Labeled area outlines
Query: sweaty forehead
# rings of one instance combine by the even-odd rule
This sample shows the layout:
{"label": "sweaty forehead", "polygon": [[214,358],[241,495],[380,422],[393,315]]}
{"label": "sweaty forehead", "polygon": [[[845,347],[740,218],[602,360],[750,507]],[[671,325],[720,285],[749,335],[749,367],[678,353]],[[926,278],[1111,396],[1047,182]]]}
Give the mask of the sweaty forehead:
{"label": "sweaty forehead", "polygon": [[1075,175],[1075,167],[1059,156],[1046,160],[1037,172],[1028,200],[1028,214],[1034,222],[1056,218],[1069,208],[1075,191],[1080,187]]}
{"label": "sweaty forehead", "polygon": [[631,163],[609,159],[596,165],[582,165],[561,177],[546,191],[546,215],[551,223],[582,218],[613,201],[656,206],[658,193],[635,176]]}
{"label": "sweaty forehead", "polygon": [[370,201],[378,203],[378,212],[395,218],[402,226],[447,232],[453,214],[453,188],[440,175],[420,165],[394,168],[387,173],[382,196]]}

*Given problem*
Echo every line of the listing back without any changes.

*Task result*
Query: sweaty forehead
# rings of one instance combine by the even-odd rule
This sample shows the layout:
{"label": "sweaty forehead", "polygon": [[214,358],[241,495],[380,422],[393,315]]}
{"label": "sweaty forehead", "polygon": [[[845,347],[740,218],[602,360],[750,507]],[[671,325],[720,285],[749,335],[749,367],[678,353]],[[926,278],[1111,396],[1047,182]]]}
Give the mask of the sweaty forehead:
{"label": "sweaty forehead", "polygon": [[1075,175],[1075,167],[1059,156],[1046,160],[1037,172],[1028,200],[1028,214],[1034,222],[1056,218],[1069,208],[1075,191],[1080,187]]}
{"label": "sweaty forehead", "polygon": [[631,163],[609,159],[596,165],[582,165],[561,177],[546,191],[546,215],[551,223],[582,218],[613,201],[656,206],[658,193],[635,176]]}
{"label": "sweaty forehead", "polygon": [[370,201],[378,203],[378,212],[395,218],[402,226],[447,232],[453,214],[453,188],[440,175],[420,165],[394,168],[387,173],[382,196]]}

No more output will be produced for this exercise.